- **Reading passage**
Begin

A single crystal M*N article, which may be made by a process including the steps of: providing a substrate of material having a crystalline surface which is epitaxially compatible with M*N; depositing a layer of single crystal M*N over the surface of the substrate; and removing the substrate from the layer of single crystal M*N, e.g., with an etching agent which is applied to the substrate to remove same, to yield the layer of single crystal M*N as said single crystal M*N article. The bulk single crystal M*N article is suitable for use as a substrate for the fabrication of microelectronic structures thereon, to produce microelectronic devices comprising bulk single crystal M*N substrates, or precursor structures thereof.

End

- **Exercise tasks**
(a) In the passage on the single crystal M*N article, rewrite the part from "A single crystal" to "precursor structures thereof.", putting "etchant" in place of "etching agent".
(b) For each statement, answer yes or no according to the passage on the single crystal M*N article, and quote the words that decide it: (i) the layer of single crystal M*N is deposited over the surface of the substrate; (ii) the substrate stays attached to the M*N layer in the finished article; (iii) the bulk article can serve as a substrate for building microelectronic structures.
(c) Extend the passage on the single crystal M*N article beyond its final sentence.
The material that follows can be set aside; nothing here depends on it.

- **Provided material**
Begin

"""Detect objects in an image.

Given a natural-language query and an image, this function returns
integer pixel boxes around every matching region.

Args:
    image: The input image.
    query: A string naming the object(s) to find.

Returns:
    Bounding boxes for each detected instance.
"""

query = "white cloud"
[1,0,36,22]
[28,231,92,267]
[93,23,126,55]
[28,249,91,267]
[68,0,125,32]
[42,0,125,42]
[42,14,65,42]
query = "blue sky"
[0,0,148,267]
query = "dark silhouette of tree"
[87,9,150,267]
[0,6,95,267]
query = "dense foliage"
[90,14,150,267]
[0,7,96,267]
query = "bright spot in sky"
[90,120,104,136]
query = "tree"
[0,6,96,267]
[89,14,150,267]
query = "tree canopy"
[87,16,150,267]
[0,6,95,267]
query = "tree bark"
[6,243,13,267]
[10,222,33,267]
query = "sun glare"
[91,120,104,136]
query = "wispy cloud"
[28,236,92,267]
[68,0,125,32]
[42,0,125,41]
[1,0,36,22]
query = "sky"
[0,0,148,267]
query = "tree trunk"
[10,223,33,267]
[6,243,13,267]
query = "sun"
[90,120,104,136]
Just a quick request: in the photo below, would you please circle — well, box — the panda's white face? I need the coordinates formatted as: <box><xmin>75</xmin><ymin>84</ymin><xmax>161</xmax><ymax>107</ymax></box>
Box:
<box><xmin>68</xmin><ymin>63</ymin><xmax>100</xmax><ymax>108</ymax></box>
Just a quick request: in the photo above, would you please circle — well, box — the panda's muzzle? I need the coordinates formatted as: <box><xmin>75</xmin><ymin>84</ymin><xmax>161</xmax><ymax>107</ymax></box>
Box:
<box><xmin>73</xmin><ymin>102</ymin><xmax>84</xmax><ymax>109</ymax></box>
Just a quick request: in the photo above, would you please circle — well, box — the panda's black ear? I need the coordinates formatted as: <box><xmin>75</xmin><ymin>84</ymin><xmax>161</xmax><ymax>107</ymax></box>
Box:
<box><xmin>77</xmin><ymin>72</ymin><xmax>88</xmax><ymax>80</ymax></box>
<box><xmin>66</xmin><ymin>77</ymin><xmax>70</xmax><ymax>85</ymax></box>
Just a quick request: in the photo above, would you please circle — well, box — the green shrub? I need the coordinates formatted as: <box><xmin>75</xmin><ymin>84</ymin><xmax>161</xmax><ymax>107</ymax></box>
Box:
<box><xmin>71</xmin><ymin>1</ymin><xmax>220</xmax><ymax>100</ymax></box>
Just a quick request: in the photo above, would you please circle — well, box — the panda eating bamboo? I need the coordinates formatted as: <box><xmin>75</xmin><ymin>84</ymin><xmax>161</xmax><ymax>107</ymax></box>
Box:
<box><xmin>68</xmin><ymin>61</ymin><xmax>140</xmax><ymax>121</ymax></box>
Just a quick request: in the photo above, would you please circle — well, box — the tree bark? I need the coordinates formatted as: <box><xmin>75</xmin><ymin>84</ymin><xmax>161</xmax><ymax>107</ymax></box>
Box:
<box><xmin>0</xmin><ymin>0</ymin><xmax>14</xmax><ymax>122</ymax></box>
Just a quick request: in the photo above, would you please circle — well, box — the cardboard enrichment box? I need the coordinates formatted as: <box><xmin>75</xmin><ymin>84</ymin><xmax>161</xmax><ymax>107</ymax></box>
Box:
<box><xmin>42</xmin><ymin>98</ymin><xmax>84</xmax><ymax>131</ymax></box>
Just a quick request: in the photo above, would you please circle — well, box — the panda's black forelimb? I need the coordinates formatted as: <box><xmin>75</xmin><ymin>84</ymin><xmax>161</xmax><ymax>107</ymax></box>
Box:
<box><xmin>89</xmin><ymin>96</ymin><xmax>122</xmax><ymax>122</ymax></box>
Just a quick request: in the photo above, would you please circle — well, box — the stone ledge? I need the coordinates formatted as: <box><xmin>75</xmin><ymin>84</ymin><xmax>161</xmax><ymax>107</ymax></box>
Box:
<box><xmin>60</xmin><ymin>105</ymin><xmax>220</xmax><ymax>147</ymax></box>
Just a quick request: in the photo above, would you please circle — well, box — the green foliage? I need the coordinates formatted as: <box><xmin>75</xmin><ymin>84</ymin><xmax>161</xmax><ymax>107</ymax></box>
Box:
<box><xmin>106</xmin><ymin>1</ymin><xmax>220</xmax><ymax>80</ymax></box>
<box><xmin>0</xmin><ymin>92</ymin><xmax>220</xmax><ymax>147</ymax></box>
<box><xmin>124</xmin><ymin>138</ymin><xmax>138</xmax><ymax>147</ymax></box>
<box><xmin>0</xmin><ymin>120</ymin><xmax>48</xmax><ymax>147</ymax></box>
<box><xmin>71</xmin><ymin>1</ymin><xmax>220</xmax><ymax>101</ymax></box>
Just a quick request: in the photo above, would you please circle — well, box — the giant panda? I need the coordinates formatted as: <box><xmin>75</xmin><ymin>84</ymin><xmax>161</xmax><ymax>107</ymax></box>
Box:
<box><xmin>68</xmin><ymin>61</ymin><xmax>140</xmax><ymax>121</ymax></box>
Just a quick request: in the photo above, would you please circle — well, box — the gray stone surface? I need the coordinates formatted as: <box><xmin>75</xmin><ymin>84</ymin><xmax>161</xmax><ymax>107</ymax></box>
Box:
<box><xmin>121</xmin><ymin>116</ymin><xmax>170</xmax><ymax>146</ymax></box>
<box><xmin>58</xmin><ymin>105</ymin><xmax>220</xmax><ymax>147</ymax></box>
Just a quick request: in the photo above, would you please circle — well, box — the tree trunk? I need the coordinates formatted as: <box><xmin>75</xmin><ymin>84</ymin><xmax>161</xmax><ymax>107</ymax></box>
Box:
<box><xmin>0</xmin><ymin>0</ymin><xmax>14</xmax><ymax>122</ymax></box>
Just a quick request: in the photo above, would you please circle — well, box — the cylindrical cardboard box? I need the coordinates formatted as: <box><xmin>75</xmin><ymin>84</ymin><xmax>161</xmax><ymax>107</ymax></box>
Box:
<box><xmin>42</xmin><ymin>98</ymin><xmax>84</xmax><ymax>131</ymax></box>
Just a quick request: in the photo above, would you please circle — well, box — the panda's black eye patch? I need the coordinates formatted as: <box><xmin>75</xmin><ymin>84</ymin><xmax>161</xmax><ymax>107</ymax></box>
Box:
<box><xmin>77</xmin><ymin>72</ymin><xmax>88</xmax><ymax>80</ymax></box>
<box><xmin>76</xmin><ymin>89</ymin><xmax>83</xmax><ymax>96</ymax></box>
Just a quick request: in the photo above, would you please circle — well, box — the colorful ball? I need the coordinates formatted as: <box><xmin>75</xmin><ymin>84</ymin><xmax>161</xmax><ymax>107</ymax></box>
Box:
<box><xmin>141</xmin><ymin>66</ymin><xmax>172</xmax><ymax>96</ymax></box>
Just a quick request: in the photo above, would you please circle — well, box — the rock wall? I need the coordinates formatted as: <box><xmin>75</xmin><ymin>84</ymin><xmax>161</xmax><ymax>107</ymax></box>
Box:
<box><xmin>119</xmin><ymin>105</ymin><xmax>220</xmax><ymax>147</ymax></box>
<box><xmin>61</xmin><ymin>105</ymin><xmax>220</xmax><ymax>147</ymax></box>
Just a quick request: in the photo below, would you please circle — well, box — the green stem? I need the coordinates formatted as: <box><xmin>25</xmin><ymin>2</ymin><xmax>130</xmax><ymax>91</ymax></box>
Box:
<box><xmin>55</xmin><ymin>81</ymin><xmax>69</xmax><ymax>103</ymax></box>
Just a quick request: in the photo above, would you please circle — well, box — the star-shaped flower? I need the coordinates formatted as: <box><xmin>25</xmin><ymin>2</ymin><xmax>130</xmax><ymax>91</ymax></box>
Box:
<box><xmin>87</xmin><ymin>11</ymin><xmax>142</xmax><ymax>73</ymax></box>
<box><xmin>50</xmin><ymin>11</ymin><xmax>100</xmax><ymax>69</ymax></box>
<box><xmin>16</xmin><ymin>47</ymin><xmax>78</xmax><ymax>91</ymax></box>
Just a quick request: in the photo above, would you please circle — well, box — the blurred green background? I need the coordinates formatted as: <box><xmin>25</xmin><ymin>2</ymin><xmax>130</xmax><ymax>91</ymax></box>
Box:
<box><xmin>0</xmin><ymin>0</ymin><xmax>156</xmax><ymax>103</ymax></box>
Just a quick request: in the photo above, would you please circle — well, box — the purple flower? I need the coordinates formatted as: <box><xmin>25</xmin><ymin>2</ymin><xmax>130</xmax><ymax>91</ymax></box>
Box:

End

- **Written answers**
(a)
A single crystal M*N article, which may be made by a process including the steps of: providing a substrate of material having a crystalline surface which is epitaxially compatible with M*N; depositing a layer of single crystal M*N over the surface of the substrate; and removing the substrate from the layer of single crystal M*N, e.g., with an etchant which is applied to the substrate to remove same, to yield the layer of single crystal M*N as said single crystal M*N article. The bulk single crystal M*N article is suitable for use as a substrate for the fabrication of microelectronic structures thereon, to produce microelectronic devices comprising bulk single crystal M*N substrates, or precursor structures thereof.

(b)
(i) Yes: "depositing a layer of single crystal M*N over the surface of the substrate"
(ii) No: "removing the substrate from the layer of single crystal M*N"
(iii) Yes: "suitable for use as a substrate for the fabrication of microelectronic structures thereon"

(c)
Description

[0001] This is a continuation-in-part of U.S. patent application Ser. No. 08 / 188,469 filed Jan. 27, 1994, issued Oct. 21, 1997 as U.S. Pat. No. 5,679,152 for "Method of Making a Single Crystal Ga*N Article."[0002] 1. Field of the Invention[0003] This invention relates to bulk single crystal binary, ternary or quaternary metal nitrides such as gallium nitride, such metal nitrides being referred to broadly hereafter by the symbol M*N, including single crystal M*N substrate articles useful for formation of microelectronic structures thereon, as well as to an appertaining method of forming M*N in single crystal bulk form.[0004] 2. Description of the Related Art[0005] The III-V nitrides, in consequence of their electronic and optical properties and heterostructure character, are highly advantageous in the fabrication of a wide range of microelectronic structures. In addition to their wide band gaps, the III-V nitrides also have direct band gaps and are able to form alloys which permit fa...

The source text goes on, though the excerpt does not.